WHAT YOU SHOULD DO | Please repeat word for word the passage of the power amplifier patent text below between "Description" and "Mobile Telephone System).", inclusive.

GIVEN TEXT |
▼
US20030045252A1

US20030045252A1 - Power amplifier

Info

Publication number: US20030045252A1
Application number: US10/227,715
Authority: US
Inventors: Sueng-il Nam
Original assignee: Koninklijke Philips Electronics NV
Current assignee: Koninklijke Philips NV
Priority date: 2001-09-05
Filing date: 2002-08-26
Publication date: 2003-03-06
Also published as: EP1433251A2; WO2003020546A1; WO2003020546A8; KR20040039330A; JP2005502237A; CN1579046A; GB0121390D0

Abstract

A radio frequency power amplifier (16) for use in at least 2 frequency bands, comprises a power amplifier (32) having a passive adjustable input matching network (30), a passive variable output power matching network (34, 36) and a source (48) of tuning voltages for adjusting the input and output networks so that the power amplifier functions as a narrowband amplifier in a predetermined one of the at least 2 frequency bands. The source of tuning voltages may comprise a look-up table.

Description

TECHNICAL FIELD

The present invention relates to a power amplifier suitable for use in transmitters having particular, but not exclusive, application in mobile communications equipment such as equipment for GSM (Global System for Mobile Communications), DCS (Digital Communications System), PCS and UMTS (Universal Mobile Telephone System).
▲
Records
▼
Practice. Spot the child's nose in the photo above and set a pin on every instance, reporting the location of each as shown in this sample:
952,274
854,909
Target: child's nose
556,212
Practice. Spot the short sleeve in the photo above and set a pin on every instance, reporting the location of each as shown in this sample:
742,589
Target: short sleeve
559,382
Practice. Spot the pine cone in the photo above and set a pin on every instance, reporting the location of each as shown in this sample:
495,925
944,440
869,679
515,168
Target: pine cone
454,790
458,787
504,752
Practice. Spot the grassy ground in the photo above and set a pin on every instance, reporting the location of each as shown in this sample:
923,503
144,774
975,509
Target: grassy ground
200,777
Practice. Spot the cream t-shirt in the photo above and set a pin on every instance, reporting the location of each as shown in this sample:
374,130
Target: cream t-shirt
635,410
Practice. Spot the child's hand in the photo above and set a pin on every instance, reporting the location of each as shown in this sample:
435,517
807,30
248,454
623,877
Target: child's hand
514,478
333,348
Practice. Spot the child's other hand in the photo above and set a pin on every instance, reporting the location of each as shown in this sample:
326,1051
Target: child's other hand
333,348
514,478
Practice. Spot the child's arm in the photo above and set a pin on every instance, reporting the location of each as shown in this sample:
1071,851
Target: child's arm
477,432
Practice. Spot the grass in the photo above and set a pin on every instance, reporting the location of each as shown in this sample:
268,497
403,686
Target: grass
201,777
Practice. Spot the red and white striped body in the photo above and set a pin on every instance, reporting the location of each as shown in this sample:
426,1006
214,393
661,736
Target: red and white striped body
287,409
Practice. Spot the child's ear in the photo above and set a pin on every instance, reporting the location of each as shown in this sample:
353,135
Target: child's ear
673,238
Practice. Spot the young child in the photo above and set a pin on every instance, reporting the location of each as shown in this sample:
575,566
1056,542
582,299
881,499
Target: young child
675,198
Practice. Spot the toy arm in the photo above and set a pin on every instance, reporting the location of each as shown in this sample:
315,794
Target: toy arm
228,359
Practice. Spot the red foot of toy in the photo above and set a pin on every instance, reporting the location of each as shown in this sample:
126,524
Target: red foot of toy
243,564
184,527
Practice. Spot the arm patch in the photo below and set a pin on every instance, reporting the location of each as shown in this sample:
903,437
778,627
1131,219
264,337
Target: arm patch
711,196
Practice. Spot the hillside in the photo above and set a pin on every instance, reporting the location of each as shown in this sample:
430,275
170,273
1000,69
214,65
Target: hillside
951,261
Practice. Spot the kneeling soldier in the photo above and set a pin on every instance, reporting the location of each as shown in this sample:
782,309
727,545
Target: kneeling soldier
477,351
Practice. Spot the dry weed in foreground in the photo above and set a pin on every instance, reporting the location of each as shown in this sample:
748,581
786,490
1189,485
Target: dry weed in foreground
▲
ANSWER TO THIS EXERCISE |
Description

TECHNICAL FIELD

The present invention relates to a power amplifier suitable for use in transmitters having particular, but not exclusive, application in mobile communications equipment such as equipment for GSM (Global System for Mobile Communications), DCS (Digital Communications System), PCS and UMTS (Universal Mobile Telephone System).